• [Your task]:
Reproduce the records from the line with "Please point out the car headlight" up to and including the line with "(1050, 510)", swapping "metal chain leash" for "leather leash" and leaving everything else unchanged.

(Named-object pointing records)
================================

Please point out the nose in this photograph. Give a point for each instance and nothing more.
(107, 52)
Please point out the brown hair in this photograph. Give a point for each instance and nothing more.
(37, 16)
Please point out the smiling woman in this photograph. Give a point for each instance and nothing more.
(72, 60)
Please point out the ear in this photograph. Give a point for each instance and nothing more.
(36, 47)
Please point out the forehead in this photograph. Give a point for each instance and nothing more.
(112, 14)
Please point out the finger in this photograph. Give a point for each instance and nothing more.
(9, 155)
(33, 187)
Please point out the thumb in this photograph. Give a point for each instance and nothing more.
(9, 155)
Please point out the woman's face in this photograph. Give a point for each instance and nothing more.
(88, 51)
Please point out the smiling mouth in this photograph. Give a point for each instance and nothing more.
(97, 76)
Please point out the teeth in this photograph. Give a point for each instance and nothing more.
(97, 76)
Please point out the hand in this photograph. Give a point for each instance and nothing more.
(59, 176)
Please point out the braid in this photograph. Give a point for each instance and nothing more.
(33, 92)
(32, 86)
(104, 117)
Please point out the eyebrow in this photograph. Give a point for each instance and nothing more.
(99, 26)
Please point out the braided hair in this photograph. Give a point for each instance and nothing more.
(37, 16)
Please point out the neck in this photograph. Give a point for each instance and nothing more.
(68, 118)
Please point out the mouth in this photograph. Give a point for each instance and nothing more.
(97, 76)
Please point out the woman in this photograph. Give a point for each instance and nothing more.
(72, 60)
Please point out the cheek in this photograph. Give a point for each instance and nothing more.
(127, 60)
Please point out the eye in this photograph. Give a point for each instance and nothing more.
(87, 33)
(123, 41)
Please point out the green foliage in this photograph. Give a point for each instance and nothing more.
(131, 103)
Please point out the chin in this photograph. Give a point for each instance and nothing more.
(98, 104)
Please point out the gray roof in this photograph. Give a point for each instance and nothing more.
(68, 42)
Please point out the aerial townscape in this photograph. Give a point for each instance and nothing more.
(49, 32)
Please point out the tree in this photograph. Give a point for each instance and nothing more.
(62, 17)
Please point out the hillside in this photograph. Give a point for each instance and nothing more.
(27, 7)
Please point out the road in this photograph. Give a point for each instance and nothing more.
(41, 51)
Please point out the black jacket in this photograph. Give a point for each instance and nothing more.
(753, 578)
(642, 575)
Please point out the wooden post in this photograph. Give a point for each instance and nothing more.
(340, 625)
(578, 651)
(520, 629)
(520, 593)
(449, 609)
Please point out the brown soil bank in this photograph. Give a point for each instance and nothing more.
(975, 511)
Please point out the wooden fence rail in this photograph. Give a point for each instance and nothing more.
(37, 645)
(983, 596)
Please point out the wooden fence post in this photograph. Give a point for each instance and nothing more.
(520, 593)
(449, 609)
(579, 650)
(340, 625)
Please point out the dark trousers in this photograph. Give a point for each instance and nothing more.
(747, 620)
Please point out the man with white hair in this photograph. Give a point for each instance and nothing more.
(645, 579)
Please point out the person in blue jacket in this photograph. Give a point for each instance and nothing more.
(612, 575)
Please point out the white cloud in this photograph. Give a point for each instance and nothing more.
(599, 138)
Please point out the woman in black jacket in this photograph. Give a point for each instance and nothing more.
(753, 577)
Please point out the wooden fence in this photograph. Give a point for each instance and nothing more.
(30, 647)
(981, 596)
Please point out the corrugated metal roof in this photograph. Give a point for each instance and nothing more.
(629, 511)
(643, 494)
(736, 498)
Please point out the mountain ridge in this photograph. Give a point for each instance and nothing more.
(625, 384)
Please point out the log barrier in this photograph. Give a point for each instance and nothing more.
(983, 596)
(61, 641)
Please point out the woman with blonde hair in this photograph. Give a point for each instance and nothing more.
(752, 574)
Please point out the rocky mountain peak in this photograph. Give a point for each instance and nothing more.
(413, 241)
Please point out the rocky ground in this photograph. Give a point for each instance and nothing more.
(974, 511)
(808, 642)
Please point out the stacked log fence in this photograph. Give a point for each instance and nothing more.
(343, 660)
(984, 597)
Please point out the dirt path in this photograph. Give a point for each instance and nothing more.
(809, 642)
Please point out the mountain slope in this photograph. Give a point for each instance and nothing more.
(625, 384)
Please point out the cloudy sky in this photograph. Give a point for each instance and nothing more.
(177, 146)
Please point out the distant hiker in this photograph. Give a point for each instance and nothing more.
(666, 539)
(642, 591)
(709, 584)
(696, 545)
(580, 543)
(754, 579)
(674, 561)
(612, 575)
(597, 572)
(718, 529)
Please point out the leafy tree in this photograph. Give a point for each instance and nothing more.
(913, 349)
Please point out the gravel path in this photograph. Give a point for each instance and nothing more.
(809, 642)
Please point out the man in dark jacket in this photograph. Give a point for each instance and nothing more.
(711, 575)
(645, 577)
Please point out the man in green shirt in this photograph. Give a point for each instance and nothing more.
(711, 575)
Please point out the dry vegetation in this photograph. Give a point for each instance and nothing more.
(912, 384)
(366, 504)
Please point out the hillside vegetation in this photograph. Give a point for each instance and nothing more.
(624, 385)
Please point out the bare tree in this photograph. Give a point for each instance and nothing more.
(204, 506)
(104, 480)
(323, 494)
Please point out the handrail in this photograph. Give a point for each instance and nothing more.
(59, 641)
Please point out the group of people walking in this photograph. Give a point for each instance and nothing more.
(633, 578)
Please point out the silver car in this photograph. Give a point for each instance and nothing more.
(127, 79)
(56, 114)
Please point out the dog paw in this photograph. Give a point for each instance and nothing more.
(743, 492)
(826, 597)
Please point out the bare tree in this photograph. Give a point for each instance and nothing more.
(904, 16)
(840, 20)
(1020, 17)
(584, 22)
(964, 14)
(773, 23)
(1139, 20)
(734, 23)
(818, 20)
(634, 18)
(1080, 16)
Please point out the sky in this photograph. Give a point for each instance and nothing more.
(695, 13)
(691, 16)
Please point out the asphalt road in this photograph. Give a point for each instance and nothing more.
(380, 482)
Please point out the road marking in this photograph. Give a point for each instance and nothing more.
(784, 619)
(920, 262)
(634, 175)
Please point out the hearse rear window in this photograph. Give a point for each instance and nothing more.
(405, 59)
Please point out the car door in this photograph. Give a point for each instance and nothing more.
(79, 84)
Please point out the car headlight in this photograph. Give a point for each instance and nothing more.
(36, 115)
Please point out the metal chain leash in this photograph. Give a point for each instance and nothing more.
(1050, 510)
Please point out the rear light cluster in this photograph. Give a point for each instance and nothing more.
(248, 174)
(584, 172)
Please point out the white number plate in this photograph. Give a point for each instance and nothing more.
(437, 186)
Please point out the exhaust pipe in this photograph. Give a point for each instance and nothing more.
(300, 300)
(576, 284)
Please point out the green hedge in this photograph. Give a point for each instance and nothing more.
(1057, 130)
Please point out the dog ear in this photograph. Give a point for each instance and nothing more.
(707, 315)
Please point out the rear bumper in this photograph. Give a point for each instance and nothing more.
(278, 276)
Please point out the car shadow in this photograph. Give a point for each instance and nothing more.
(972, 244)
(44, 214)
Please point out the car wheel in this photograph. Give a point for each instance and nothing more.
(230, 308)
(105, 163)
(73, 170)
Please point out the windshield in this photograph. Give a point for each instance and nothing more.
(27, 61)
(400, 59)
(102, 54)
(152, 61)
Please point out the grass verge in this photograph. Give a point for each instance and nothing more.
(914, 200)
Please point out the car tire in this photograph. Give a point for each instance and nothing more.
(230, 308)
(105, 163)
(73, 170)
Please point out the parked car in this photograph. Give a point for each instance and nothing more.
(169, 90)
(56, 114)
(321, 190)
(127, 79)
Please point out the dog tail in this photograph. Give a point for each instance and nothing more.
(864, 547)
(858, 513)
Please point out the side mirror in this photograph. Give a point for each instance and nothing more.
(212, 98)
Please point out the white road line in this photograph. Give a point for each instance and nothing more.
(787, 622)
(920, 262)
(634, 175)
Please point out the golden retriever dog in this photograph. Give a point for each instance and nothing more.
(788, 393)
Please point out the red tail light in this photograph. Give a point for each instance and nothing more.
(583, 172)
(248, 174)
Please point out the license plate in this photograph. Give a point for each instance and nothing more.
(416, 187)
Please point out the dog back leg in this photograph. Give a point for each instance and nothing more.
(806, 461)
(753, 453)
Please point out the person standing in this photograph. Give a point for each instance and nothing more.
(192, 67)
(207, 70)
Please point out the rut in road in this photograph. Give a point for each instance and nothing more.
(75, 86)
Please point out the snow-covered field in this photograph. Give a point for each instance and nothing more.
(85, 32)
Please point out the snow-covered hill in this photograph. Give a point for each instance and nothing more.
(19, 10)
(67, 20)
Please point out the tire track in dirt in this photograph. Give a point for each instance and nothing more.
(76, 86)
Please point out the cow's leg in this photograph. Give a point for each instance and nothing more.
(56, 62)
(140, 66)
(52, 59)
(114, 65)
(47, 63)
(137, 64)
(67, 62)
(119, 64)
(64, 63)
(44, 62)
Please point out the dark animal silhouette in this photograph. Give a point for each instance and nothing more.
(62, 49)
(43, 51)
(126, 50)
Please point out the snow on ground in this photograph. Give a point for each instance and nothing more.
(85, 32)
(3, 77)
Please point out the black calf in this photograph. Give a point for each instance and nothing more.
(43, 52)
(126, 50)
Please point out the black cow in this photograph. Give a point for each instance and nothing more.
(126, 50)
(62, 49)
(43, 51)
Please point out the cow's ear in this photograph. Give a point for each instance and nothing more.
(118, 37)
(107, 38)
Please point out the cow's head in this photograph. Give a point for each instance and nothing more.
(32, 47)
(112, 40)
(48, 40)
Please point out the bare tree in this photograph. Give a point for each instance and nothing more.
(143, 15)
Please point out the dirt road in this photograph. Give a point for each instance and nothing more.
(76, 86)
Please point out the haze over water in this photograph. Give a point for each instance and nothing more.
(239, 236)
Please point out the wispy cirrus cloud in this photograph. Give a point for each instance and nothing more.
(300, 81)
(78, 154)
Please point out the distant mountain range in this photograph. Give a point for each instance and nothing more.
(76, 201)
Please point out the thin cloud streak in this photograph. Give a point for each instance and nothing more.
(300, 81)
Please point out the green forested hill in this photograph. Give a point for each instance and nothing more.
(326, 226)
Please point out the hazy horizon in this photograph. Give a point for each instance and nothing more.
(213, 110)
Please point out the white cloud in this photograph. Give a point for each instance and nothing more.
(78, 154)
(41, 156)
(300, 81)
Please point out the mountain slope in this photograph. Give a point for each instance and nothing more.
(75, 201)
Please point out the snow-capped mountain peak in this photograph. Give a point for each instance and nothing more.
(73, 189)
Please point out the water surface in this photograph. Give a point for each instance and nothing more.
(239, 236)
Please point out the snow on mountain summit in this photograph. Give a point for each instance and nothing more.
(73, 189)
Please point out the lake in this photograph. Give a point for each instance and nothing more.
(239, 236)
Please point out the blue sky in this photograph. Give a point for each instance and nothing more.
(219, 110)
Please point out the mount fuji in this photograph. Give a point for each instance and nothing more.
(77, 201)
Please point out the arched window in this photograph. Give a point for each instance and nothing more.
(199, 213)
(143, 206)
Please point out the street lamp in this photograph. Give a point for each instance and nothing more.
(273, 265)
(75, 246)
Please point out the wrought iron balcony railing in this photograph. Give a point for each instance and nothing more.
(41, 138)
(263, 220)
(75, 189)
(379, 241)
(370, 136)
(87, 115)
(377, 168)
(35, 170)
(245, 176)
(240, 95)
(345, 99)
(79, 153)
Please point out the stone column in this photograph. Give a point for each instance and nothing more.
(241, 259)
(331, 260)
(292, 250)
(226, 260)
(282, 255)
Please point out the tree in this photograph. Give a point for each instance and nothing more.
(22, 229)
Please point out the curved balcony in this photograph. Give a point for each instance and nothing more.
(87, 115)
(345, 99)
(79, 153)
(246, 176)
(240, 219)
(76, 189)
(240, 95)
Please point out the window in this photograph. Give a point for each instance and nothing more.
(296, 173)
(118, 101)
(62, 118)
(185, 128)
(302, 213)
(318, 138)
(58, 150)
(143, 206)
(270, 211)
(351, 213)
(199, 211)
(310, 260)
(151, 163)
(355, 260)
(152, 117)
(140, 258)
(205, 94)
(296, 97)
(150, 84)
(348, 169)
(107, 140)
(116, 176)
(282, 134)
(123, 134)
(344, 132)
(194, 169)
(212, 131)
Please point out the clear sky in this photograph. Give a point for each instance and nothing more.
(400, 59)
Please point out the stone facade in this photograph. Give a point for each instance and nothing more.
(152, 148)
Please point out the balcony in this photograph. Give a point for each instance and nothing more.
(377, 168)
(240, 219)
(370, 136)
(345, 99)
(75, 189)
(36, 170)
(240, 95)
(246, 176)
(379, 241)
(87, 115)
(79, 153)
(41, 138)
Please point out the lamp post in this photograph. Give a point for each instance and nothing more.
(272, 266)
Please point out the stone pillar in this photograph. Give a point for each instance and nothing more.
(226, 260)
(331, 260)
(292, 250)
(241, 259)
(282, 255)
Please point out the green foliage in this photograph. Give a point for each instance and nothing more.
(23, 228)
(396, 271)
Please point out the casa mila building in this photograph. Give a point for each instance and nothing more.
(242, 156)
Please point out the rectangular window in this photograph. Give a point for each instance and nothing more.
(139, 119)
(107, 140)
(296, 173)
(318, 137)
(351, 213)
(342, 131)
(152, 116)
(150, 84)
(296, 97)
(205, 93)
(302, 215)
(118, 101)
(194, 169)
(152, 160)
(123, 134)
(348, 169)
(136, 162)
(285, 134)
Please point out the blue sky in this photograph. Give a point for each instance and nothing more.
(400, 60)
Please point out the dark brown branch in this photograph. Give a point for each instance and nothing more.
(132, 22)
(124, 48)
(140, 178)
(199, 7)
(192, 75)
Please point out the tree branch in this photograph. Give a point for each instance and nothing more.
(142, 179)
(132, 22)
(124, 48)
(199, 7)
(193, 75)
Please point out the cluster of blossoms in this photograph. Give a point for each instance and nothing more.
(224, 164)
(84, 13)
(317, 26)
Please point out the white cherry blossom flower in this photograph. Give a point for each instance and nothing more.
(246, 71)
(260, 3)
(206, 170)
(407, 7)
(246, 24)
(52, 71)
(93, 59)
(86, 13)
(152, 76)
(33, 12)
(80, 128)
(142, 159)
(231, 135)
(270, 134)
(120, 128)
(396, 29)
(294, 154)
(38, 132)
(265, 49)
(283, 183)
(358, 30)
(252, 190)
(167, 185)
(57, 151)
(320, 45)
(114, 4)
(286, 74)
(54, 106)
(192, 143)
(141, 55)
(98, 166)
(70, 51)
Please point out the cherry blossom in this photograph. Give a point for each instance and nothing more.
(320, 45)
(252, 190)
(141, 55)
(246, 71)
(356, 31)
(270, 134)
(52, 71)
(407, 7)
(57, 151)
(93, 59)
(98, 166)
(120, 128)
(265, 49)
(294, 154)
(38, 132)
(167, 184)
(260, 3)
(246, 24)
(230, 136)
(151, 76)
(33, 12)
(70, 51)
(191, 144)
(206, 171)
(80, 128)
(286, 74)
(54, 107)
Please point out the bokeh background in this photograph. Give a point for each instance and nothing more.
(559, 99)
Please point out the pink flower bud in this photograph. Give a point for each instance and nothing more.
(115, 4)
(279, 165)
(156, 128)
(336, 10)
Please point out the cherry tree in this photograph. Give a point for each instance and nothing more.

================================

• [Task response]:
Please point out the car headlight in this photograph. Give a point for each instance and nothing more.
(36, 115)
Please point out the leather leash in this photograph. Give a point for each instance and nothing more.
(1050, 510)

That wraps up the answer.